### TASK PROMPT
Filter the rows below, copying in full every line that contains the word "green".

### RECORDS FOR THIS TASK
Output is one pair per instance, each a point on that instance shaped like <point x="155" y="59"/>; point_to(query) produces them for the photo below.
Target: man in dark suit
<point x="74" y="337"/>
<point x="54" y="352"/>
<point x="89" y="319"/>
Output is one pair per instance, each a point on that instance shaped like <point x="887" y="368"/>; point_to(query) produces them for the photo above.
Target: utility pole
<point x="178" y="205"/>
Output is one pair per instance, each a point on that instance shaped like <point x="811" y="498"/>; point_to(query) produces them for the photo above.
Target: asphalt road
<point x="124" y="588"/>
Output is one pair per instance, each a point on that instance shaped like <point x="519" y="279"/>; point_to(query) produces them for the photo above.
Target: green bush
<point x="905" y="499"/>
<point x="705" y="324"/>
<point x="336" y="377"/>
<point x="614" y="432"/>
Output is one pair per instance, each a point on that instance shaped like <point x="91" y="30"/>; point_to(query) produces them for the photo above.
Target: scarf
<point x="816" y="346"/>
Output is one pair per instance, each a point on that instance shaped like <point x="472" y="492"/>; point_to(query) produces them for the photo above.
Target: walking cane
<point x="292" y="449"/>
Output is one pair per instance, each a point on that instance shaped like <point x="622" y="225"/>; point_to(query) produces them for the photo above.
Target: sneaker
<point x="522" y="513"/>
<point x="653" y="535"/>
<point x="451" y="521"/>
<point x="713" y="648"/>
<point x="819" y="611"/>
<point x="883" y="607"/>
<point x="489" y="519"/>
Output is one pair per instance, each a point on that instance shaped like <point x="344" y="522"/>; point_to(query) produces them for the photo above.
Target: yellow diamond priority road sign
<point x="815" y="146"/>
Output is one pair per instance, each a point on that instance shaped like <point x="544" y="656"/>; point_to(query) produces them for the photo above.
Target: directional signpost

==

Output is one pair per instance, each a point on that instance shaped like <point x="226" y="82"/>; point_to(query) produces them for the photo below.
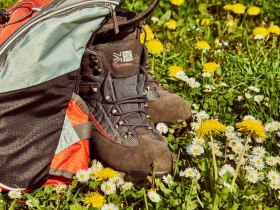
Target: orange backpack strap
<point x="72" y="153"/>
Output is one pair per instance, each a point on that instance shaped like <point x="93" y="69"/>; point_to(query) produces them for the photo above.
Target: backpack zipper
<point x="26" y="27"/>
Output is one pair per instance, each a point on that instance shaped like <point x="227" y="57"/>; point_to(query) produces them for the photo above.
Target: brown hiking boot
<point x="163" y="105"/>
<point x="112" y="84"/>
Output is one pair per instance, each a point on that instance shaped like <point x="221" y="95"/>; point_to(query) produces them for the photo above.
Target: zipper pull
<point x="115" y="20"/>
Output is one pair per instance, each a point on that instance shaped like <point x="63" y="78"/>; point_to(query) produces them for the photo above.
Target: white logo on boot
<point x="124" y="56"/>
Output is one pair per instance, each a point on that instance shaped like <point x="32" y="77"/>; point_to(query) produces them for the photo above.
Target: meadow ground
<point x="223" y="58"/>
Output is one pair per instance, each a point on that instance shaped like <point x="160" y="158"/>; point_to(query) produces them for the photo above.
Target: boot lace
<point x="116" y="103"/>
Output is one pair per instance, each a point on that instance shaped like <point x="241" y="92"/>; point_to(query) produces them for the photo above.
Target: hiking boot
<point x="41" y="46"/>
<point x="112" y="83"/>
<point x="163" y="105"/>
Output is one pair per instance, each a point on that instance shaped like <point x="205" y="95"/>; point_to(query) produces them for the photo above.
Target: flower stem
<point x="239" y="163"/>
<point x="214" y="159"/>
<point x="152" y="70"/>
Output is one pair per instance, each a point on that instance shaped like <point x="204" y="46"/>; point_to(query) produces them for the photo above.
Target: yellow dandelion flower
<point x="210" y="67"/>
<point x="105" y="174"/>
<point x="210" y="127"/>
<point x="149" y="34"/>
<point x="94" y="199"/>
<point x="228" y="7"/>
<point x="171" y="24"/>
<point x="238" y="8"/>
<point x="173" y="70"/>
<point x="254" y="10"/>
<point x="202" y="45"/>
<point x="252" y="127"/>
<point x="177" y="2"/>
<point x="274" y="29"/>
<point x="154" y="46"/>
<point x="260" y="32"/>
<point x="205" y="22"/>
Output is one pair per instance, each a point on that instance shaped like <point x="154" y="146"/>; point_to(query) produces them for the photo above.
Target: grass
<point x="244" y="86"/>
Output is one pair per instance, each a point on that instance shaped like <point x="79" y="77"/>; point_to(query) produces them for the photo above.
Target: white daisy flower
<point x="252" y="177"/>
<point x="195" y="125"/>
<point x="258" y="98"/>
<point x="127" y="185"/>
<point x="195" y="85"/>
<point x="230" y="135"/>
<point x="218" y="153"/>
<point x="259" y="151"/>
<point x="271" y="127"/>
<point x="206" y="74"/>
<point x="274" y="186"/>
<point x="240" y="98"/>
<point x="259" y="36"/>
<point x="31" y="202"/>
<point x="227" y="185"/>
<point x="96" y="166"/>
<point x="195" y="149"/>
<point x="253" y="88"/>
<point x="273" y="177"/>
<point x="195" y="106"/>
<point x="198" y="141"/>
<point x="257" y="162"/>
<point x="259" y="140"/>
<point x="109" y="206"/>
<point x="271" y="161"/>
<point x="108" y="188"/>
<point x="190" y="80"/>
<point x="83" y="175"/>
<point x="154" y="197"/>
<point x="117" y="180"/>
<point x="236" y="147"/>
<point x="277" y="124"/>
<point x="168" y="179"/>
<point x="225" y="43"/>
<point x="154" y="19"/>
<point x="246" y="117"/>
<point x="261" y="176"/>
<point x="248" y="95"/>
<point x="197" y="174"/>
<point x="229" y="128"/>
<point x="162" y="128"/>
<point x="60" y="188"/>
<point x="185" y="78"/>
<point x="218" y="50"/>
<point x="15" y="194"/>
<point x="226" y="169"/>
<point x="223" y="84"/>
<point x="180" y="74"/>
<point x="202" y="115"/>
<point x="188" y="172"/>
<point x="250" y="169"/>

* * *

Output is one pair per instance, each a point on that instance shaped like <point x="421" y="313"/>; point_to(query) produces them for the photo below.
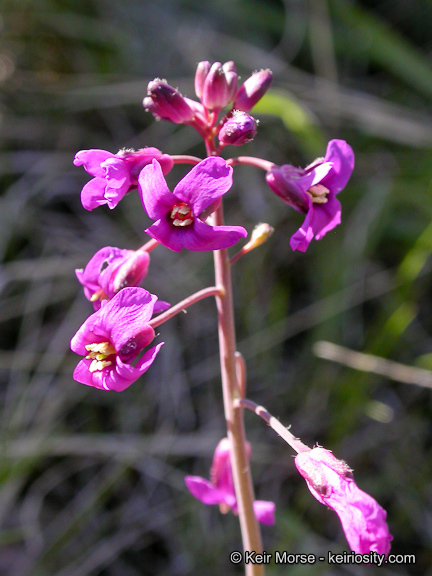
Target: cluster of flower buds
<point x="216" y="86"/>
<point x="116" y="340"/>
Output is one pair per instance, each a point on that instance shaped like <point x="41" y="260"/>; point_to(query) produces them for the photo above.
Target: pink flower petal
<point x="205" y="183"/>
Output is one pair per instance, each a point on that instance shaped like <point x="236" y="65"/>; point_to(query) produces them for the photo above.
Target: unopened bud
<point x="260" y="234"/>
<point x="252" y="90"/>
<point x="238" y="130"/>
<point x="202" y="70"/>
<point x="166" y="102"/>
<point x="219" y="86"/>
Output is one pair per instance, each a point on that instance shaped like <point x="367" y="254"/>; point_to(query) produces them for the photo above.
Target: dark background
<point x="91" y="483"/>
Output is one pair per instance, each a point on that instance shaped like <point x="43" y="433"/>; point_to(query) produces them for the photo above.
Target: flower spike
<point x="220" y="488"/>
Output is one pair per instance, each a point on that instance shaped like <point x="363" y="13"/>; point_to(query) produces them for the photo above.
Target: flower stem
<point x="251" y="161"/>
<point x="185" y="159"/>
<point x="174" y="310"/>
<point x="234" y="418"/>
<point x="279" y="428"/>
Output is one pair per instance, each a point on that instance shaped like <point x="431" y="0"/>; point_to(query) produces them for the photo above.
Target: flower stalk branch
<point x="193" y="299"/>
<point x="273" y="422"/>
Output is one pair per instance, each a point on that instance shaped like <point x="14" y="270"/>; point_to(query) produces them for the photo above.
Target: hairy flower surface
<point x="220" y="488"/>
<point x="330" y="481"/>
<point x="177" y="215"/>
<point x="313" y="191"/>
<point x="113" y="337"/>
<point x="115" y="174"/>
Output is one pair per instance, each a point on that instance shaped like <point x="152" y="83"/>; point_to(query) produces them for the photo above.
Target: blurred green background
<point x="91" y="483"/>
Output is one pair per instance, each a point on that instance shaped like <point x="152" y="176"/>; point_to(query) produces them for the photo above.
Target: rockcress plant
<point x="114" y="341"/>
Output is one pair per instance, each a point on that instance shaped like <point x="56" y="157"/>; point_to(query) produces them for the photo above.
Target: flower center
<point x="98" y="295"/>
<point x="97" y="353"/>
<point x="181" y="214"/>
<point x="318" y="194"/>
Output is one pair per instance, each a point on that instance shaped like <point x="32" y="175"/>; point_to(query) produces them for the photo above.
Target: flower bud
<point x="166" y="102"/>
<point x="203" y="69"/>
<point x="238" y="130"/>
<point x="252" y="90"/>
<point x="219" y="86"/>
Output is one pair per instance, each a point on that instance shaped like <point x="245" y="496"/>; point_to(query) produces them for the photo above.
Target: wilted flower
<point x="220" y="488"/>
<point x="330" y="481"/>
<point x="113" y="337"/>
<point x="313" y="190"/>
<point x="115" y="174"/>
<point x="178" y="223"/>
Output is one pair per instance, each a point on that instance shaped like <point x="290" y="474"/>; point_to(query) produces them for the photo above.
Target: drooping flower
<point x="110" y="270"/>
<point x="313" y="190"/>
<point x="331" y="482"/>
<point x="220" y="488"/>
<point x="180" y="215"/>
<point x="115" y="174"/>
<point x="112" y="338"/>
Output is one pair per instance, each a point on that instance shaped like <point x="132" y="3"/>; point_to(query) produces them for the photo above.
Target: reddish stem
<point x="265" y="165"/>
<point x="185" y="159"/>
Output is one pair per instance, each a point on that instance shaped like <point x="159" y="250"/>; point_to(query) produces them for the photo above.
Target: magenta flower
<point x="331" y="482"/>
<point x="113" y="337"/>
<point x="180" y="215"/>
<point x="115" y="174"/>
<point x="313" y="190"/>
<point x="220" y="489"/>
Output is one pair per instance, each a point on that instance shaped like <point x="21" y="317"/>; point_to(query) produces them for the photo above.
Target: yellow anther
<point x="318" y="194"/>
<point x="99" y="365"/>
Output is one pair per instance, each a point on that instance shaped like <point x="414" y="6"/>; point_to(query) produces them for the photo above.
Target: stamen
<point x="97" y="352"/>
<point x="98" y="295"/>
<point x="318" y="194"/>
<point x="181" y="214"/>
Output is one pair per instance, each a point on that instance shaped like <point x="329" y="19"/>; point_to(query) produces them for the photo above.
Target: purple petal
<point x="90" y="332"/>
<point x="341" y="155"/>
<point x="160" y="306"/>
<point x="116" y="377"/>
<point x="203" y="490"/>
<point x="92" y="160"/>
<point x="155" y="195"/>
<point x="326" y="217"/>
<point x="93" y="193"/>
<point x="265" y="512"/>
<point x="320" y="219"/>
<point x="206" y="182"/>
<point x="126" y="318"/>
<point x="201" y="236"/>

### THE OUTPUT
Target: green bush
Target: blurred green background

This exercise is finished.